[やること]
[1] コンデンシンについての文章から、「染色体の凝縮を司るタンパク質因子のDNA結合特性」から「出を試みたのが本研究である。」までを、両端も含めて一字も変えずに書き出してください。
[2] コンデンシンについての文章の本文で、「である。」で終わる文をすべて書き出してください。
[3] コンデンシンについての文章の続きを、最後の文のあとから書いてください。

[読む文章]
──────
2016/07/11

染色体の凝縮を司るタンパク質因子のDNA結合特性

原核生物遺伝研究室・仁木研究室

In vitro topological loading of bacterial condensin MukB on DNA, preferentially single-stranded DNA rather than double-stranded DNA

Hironori Niki, and Koichi Yano

Scientific Reports 6, Article number: 29469 (2016) DOI:10.1038/srep29469

DNAは細胞の中にぎゅっと凝縮して格納されている。DNAの凝縮には様々な因子が関係している。その中の一つであるコンデンシン複合体は、バクテリアからヒトまで共通している根幹の凝縮因子である。コンデンシン複合体は染色体DNAの特定の位置に形成され、特にバクテリアでは複製の開始点付近に形成される。しかし、それがどのようにして決まるのかは不明である。また、コンデンシン複合体は環状構造をしており、その複合体の輪の中にDNAを閉じ込め結合する、いわゆるトポロジカル結合が可能な構造である。しかし、実際にトポロジカル結合するのかどうかはまだよくわかっていない。これらの問題を解くために、精製したバクテリアのコンデンシンタンパク質でトポロジカル結合の検出を試みたのが本研究である。
──────
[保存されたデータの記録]
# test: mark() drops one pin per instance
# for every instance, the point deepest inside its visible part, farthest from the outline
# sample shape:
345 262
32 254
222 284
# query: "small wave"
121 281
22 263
──────
[それぞれの答え]
[1]
染色体の凝縮を司るタンパク質因子のDNA結合特性

原核生物遺伝研究室・仁木研究室

In vitro topological loading of bacterial condensin MukB on DNA, preferentially single-stranded DNA rather than double-stranded DNA

Hironori Niki, and Koichi Yano

Scientific Reports 6, Article number: 29469 (2016) DOI:10.1038/srep29469

DNAは細胞の中にぎゅっと凝縮して格納されている。DNAの凝縮には様々な因子が関係している。その中の一つであるコンデンシン複合体は、バクテリアからヒトまで共通している根幹の凝縮因子である。コンデンシン複合体は染色体DNAの特定の位置に形成され、特にバクテリアでは複製の開始点付近に形成される。しかし、それがどのようにして決まるのかは不明である。また、コンデンシン複合体は環状構造をしており、その複合体の輪の中にDNAを閉じ込め結合する、いわゆるトポロジカル結合が可能な構造である。しかし、実際にトポロジカル結合するのかどうかはまだよくわかっていない。これらの問題を解くために、精製したバクテリアのコンデンシンタンパク質でトポロジカル結合の検出を試みたのが本研究である。

[2]
その中の一つであるコンデンシン複合体は、バクテリアからヒトまで共通している根幹の凝縮因子である。
しかし、それがどのようにして決まるのかは不明である。
また、コンデンシン複合体は環状構造をしており、その複合体の輪の中にDNAを閉じ込め結合する、いわゆるトポロジカル結合が可能な構造である。
これらの問題を解くために、精製したバクテリアのコンデンシンタンパク質でトポロジカル結合の検出を試みたのが本研究である。

[3]
大腸菌のコンデンシンタンパク質であるMukBと、複合体の構成因子であるMukE、MukFをそれぞれ精製し、様々なDNAに対しての結合性を測定した。通常のDNA結合能は高塩濃度で阻害されるのであるが、MukBは高塩濃度でも安定なDNA結合性を見せた。この結合能は、基質となるDNAのトポロジーによって異なり直線状DNAでは観察されず環状DNAでのみ検出された。また、二本鎖環状DNAよりも一本鎖環状DNAでより顕著であった。したがって、MukBは一本鎖DNAに対してトポロジカル結合をするものと考えられる。

通常、細胞の内部では染色体DNAは二本鎖状態をとっており、限られた領域でしか一本鎖状態を取らない。そのような領域は転写の活性の高い部分であり、バクテリアではリボソームRNA(rRNA)遺伝子である。実際に、rRNA遺伝子は複製の開始点付近に複数の遺伝子が散在し、rRNA遺伝子のコピー数の低下は染色体の形に悪影響を及ぼすことが知られている。

このようなことから、私たちは、細胞内ではコンデンシンMukBは一本鎖DNAを取りやすいrRNA遺伝子にトポロジカル結合しやすのではないかと考えている。トポロジカル結合した後、MukE、MukFといった他の因子がMukBのこのトポロジカル結合を安定化させ、さらにこのMukBEF複合体同士が集まる。その結果、複製の開始点付近が束ねられるのであろう。今後は細胞内でのトポロジカル結合を調べていくことで、このモデルを検証しコンデンシンの作用の実態をさらに明らかにしていく。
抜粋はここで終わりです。